### What you have to do
Rewrite everything from the line containing "Locate the recessed" down to the end of the entries below. Keep the wording lines unchanged, and shift each coordinate pair in the answers by adding 73 to both numbers.

### Recorded information
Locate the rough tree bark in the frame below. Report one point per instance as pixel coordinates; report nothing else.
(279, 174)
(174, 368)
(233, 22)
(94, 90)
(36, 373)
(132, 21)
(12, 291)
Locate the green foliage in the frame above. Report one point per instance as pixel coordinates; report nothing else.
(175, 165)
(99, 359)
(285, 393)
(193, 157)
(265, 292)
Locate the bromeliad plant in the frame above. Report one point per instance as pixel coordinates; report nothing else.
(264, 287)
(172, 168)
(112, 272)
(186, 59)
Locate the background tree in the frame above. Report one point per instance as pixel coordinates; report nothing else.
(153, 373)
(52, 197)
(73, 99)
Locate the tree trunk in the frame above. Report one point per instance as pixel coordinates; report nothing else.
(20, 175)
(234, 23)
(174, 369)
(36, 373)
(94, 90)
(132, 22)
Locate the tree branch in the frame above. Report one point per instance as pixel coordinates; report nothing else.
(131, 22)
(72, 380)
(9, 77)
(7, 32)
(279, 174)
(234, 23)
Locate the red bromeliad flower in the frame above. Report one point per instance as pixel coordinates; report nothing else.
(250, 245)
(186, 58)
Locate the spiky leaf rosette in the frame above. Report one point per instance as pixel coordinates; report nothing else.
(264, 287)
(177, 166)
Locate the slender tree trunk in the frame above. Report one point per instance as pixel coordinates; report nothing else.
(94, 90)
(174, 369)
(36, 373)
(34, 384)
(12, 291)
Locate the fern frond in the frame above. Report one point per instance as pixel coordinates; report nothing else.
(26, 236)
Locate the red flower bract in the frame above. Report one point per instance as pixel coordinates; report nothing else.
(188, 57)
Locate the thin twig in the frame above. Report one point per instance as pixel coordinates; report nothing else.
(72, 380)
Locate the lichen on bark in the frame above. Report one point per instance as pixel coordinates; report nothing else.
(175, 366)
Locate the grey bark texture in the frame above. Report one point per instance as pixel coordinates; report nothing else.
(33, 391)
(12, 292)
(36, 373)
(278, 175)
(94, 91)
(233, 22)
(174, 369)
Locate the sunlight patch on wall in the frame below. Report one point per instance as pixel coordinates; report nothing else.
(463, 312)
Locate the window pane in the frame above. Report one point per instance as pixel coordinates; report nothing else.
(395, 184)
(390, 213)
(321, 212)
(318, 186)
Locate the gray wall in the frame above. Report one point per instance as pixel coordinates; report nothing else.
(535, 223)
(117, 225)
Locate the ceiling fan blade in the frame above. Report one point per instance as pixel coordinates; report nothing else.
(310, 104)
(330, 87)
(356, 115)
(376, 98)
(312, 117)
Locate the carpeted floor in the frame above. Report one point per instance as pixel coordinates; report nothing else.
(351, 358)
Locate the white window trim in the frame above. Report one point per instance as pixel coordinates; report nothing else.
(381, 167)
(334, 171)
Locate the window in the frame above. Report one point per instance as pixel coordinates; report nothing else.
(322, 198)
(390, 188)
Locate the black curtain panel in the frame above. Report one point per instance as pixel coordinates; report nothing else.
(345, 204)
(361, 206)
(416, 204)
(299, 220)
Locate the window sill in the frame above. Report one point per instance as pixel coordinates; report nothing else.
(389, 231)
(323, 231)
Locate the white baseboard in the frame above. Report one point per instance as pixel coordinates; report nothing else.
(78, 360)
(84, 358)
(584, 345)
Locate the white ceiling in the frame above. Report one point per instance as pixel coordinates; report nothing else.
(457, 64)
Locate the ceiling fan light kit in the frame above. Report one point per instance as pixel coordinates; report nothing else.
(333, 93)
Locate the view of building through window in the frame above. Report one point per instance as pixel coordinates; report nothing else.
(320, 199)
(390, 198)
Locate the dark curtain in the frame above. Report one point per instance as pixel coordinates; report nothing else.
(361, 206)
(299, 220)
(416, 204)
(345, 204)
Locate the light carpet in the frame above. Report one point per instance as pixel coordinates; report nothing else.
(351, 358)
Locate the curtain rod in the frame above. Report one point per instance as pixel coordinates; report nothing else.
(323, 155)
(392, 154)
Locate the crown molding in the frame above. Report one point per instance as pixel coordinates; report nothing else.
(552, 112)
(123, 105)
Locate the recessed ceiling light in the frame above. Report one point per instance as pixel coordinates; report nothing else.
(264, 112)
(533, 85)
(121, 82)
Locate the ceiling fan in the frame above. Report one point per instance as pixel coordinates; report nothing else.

### Final answer
Locate the recessed ceiling light in the frame above. Report one point per instance as pixel coordinates; report nothing else.
(337, 185)
(606, 158)
(194, 155)
Locate the ceiling fan in the frame above. Report one point per instance as pixel coordinates; report nothing else.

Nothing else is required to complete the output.